Transcribed word for word, the lines below from the one with "concrete bridge span" through the last line of the records form the answer; no picture is to be included.

─── Records to process

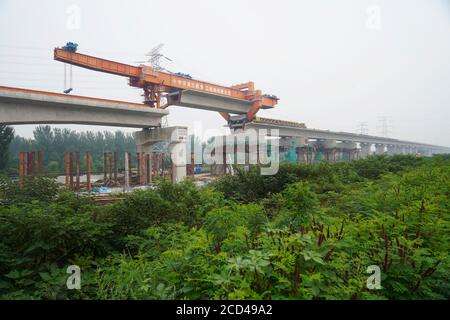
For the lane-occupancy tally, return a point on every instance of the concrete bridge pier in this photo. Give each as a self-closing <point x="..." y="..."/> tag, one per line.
<point x="175" y="136"/>
<point x="348" y="150"/>
<point x="379" y="148"/>
<point x="365" y="149"/>
<point x="391" y="150"/>
<point x="301" y="149"/>
<point x="328" y="147"/>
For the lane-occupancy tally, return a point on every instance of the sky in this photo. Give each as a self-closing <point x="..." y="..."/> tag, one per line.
<point x="333" y="64"/>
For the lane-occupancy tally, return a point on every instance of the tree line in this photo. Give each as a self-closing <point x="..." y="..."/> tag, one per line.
<point x="54" y="142"/>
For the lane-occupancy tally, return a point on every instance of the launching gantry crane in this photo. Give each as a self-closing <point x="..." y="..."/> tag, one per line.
<point x="172" y="86"/>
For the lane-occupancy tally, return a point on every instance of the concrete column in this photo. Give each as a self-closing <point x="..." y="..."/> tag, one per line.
<point x="178" y="156"/>
<point x="176" y="137"/>
<point x="301" y="148"/>
<point x="329" y="149"/>
<point x="391" y="150"/>
<point x="365" y="149"/>
<point x="348" y="150"/>
<point x="379" y="148"/>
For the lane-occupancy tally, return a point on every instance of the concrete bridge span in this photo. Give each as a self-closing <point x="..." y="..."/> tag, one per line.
<point x="23" y="106"/>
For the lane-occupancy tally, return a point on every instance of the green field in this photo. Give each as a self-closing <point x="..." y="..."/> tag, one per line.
<point x="309" y="232"/>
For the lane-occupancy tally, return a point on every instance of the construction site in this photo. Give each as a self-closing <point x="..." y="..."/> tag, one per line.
<point x="238" y="105"/>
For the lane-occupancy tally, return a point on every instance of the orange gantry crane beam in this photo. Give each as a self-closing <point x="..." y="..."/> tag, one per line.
<point x="156" y="83"/>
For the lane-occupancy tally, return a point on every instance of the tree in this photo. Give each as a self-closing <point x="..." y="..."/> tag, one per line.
<point x="6" y="136"/>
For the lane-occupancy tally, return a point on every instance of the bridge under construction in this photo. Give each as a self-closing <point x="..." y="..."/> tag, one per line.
<point x="237" y="104"/>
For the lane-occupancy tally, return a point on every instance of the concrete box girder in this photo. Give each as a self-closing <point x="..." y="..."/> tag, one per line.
<point x="21" y="106"/>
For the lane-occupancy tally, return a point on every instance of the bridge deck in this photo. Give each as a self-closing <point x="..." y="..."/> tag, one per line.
<point x="23" y="106"/>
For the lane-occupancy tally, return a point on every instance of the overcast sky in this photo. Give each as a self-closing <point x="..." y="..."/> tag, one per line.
<point x="333" y="64"/>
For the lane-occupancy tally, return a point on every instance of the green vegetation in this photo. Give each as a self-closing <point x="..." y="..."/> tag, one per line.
<point x="309" y="232"/>
<point x="55" y="142"/>
<point x="6" y="136"/>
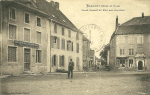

──────

Answer to this task
For the lane-occupancy tally, return a point on every instance of the concrete bridge span in this photo. Give each as a self-closing <point x="..." y="..."/> tag, one per line.
<point x="23" y="106"/>
For the lane-occupancy tally, return a point on every instance of the green field in this photo. Give each as a self-closing <point x="..." y="..."/> tag, one per line.
<point x="309" y="232"/>
For the lane-occupancy tally, return a point on every instance of the construction site in this photo. Give each as a self-closing <point x="..." y="..."/> tag, one per line.
<point x="238" y="105"/>
For the lane-occupancy tally, return a point on every instance of the orange gantry crane beam in this photo. Give each as a self-closing <point x="..." y="..."/> tag, one per line.
<point x="156" y="83"/>
For the lane-occupancy tally, return a point on every instance of the tree in this photo. Give each as a self-closing <point x="..." y="..."/> tag, one per line.
<point x="6" y="136"/>
For the lane-occupancy tally, return a point on every instance of the bridge under construction in this photo. Give each as a self-closing <point x="..." y="..."/> tag, one per line.
<point x="237" y="104"/>
For the lane-occupancy tally, return a point on every instance of the concrete box girder in this photo. Give each as a self-closing <point x="..." y="..."/> tag, one per line.
<point x="21" y="106"/>
For the lane-occupancy tally, return a point on every instance of the bridge deck in this photo. Give each as a self-closing <point x="..." y="..."/> tag, one per line.
<point x="23" y="106"/>
For the lane-occupancy tally, return a point on every instance of the overcast sky in this photo. Give each as a self-closing <point x="..." y="..."/> tag, one per line.
<point x="333" y="64"/>
For the lane-occupancy tally, return a point on every instance of the green vegetation in this photo. Give each as a self-closing <point x="..." y="..."/> tag, one per line.
<point x="309" y="232"/>
<point x="55" y="142"/>
<point x="6" y="136"/>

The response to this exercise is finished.